**Request**
Continue the passage below about the UFC event's fight card, starting after its final sentence.

**Supplied passage**

On February 7, it was reported that a UFC Women's Featherweight Championship bout between current champion Cris Cyborg (who is also a former Strikeforce Women's Featherweight Champion and Invicta FC Featherweight Champion) and former Invicta FC Bantamweight Champion Yana Kunitskaya would headline the event. Edgar remained on the card, facing Brian Ortega in the co-main event.

A bantamweight bout between former UFC Flyweight Championship challenger and The Ultimate Fighter: Team Bisping vs. Team Miller bantamweight winner John Dodson and Pedro Munhoz is expected to take place at the event. The pairing was originally scheduled to take place one month earlier at UFC Fight Night: Machida vs. Anders but was scrapped from the event after Munhoz missed weight and Dodson did not agree to fight at a catchweight.

**Data extract**
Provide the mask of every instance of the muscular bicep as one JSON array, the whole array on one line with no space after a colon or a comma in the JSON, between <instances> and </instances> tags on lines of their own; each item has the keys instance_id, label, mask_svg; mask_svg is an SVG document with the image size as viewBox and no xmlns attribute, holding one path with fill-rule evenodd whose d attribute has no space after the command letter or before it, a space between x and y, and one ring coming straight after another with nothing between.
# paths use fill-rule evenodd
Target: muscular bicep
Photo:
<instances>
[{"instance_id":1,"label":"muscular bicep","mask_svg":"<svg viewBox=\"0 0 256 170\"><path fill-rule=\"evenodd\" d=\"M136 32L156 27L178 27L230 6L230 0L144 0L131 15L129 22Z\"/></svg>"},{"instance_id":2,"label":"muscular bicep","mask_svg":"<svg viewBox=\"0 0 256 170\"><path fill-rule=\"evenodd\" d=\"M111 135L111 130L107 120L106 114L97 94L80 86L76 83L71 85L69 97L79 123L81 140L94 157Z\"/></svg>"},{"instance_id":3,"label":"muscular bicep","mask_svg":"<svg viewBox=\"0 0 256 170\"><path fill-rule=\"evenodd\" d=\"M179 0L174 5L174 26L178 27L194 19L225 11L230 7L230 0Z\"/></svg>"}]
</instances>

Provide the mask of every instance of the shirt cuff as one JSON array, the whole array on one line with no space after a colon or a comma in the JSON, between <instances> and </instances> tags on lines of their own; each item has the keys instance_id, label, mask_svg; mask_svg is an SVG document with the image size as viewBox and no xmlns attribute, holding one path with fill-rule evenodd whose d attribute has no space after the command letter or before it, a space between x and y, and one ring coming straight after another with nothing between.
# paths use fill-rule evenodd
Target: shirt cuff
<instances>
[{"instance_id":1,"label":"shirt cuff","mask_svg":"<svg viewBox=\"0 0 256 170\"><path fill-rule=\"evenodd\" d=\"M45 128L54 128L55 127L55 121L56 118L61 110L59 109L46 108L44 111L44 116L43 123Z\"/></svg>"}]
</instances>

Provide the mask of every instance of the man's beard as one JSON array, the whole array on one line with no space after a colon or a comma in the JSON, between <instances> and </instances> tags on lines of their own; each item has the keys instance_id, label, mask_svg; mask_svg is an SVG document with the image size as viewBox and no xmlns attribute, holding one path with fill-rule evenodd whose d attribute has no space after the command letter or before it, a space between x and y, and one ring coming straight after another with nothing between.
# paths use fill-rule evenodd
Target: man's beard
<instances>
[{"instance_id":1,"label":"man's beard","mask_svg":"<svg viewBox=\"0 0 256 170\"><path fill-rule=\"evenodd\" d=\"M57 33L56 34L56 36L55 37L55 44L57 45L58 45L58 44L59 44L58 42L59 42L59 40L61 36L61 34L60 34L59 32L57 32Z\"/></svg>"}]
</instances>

**Task answer**
Bobby Green was expected to face Beneil Dariush at the event, but pulled out on February 14 due to injury. He was replaced by promotional newcomer Alexander Hernandez.

This event had five split decisions, making it the most split decision bouts in UFC history. UFC 274 in May 2022 also tied this record.

==Bonus awards==
The following fighters were awarded $50,000 bonuses:
- Fight of the Night: Sean O'Malley vs. Andre Soukhamthath
- Performance of the Night: Brian Ortega and Alexander Hernandez

==Reported payout==
The following is the reported payout to the fighters as reported to the Nevada State Athletic Commission. It does not include sponsor money and also does not include the UFC's traditional "fight night" bonuses. The total disclosed payout for the event was $2,103,000.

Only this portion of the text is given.